TASKS FOR THIS EXERCISE:
#1 In the text on Tor and certificate authority risks, what two methods were offered for authenticating access to a Tor client's control port?
#2 Continue the text on Tor and certificate authority risks, picking up right after its final sentence.

SOURCE TEXT:
============

Automatic Control Port Authentication

There has been an addressed issue that shows how an attacker could gain control of a Tor client's control port (which is what's used to generate tunnels) thereby granting the ability to redirect the tunnel or something even more malicious. The work around for this was to provide authentication done either by a password or by a session cookie. Clients like Vidalia now support the authentication mechanism but the problem currently is how is the authentication done at the boot time when a user installs Tor as a Windows Service. Roger didn't have an answer yet to this issue besides that it was currently being worked on.

Purchasing Old CA's

If you look in Firefox or IE or Opera or whatever, you'll see a pretty long list of pre-trusted certificate authorities that come when you install the browser. These are some of the most popular ones that have been trusted for years and come with the browser itself. It just so happens that a lot of these CA's are not even in business anymore but they're still in the browsers in case someone has purchased a certificate that extends through 2020. So what? Well the issue is what if an attacker purchased one of those old CA's, if they wanted to do a MITM attack with SSL, they could and the browser would have no problem with it. There was even a comment about how China is interested in purchasing one to help out with deep packet inspection even on SSL connections.

============

INFORMATION SUPPLIED:
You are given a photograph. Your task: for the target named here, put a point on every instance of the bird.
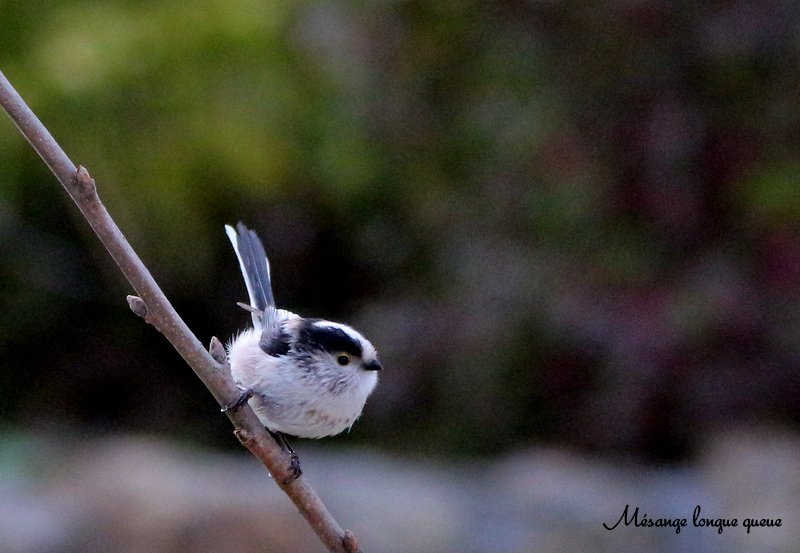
(303, 377)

============

TASK ANSWERS:
#1 A password or a session cookie.

#2
Governments and Law Enforcement

The last big issue that I thought was interesting to bring up was how some governments (see Germany and others) are pressuring Tor to provide "real time access to law enforcement." Whatever real time and law enforcement really ends up being. Roger makes the point that if it becomes this hard and this illegal, it may not be possible to run a Tor server in that country and it may be difficult to do so in the future.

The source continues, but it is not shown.